**TO DO**
Can you rewrite every line of the part that opens with the line containing "Pick out the cliff. One pin per instance." and closes with the one containing "Pick out the light", both of those lines included, offsetting each coordinate in the answers by adding 43 to it?

**EXCERPTED DATA**
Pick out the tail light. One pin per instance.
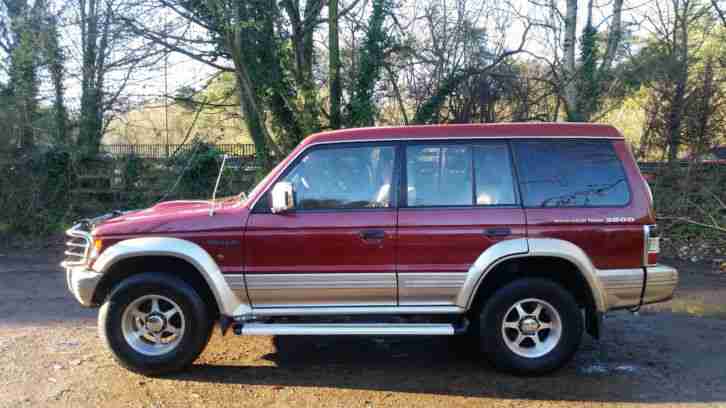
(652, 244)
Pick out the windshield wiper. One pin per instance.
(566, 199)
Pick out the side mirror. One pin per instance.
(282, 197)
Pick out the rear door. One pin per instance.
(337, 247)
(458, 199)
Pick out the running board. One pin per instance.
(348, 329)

...

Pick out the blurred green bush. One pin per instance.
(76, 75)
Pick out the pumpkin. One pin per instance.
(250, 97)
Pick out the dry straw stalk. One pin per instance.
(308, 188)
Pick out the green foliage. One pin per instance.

...

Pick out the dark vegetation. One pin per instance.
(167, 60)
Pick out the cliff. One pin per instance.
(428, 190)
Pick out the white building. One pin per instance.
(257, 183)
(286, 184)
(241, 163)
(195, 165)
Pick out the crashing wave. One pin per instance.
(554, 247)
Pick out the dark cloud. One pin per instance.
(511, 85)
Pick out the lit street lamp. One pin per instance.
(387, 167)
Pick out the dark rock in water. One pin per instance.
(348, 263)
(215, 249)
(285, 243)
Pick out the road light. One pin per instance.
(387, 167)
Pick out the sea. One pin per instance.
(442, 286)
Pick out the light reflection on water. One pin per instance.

**REPLY**
Pick out the cliff. One pin per instance.
(471, 233)
Pick out the white building. One pin per instance.
(300, 226)
(329, 227)
(284, 206)
(238, 208)
Pick out the crashing wave. One pin per instance.
(597, 290)
Pick out the dark cloud. One pin per instance.
(554, 128)
Pick out the lit street lamp. One pin per instance.
(430, 210)
Pick out the dark rock in water. One pin per instance.
(391, 306)
(258, 292)
(328, 286)
Pick out the road light. One pin per instance.
(430, 210)
Pick out the sea. One pin per instance.
(485, 329)
Pick out the light reflection on water. One pin per instance.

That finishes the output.